> EXERCISE DETAILS
Copy out, without changing anything, every line of the items below from the one containing "Q: For every instance of the man's fingers" through the last line of the items, inclusive.

> THE DATA
========
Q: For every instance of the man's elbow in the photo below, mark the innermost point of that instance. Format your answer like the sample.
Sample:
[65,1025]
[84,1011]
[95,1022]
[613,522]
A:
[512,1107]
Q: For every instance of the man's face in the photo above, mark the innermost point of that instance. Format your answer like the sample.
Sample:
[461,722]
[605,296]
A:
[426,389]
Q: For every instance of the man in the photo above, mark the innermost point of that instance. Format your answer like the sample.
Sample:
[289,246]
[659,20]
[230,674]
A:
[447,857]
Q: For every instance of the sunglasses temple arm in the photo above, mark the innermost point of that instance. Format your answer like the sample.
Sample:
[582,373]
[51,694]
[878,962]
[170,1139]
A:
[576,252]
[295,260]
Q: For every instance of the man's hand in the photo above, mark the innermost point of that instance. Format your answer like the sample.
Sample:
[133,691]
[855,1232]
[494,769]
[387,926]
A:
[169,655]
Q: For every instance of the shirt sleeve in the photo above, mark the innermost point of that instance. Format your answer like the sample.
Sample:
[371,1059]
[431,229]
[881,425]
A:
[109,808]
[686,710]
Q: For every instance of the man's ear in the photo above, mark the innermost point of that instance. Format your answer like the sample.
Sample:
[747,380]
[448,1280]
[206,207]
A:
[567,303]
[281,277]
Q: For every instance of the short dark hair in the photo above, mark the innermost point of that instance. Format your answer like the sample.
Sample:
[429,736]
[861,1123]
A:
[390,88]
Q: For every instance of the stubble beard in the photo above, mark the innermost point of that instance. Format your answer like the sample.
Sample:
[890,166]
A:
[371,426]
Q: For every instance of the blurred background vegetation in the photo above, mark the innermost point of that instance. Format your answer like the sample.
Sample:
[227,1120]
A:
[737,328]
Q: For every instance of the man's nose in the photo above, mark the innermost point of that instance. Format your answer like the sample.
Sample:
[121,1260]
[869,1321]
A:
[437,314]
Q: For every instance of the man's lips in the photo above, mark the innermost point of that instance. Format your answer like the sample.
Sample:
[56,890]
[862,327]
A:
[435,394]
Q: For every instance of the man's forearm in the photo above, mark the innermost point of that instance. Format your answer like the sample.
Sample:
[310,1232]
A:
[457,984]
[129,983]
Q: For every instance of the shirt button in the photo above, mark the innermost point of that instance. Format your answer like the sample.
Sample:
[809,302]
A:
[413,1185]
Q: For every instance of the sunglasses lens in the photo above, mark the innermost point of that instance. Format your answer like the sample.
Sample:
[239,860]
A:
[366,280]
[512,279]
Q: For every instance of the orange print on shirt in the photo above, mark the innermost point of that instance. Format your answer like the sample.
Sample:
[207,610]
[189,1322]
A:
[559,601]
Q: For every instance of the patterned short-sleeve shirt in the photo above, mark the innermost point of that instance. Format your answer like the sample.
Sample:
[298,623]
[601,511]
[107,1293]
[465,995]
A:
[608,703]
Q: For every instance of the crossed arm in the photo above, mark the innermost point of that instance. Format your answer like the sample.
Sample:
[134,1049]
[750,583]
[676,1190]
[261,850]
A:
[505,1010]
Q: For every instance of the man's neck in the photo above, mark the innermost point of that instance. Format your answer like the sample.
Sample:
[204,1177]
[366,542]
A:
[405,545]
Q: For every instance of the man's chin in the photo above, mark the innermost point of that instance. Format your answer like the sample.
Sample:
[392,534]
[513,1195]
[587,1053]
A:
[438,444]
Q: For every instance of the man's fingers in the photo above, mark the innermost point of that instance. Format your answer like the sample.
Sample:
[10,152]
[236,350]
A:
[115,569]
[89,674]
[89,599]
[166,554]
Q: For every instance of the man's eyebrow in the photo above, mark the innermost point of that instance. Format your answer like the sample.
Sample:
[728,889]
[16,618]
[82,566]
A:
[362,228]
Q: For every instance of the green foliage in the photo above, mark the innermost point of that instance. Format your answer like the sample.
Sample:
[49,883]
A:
========
> COMPLETE OUTPUT
Q: For every instance of the man's fingers in the photo above, mark the innermost point of that instance. Format your answer like the sample.
Sample:
[10,152]
[236,350]
A:
[115,569]
[89,674]
[89,599]
[166,554]
Q: For every instance of the man's eyebrow in the photo above, mark the innermost point of that instance. Format your answer like the sample.
Sample:
[728,889]
[16,618]
[82,566]
A:
[362,228]
Q: For every instance of the green foliage in the photo above, mark the innermost point of that instance. Format your answer like the sample.
Sample:
[49,883]
A:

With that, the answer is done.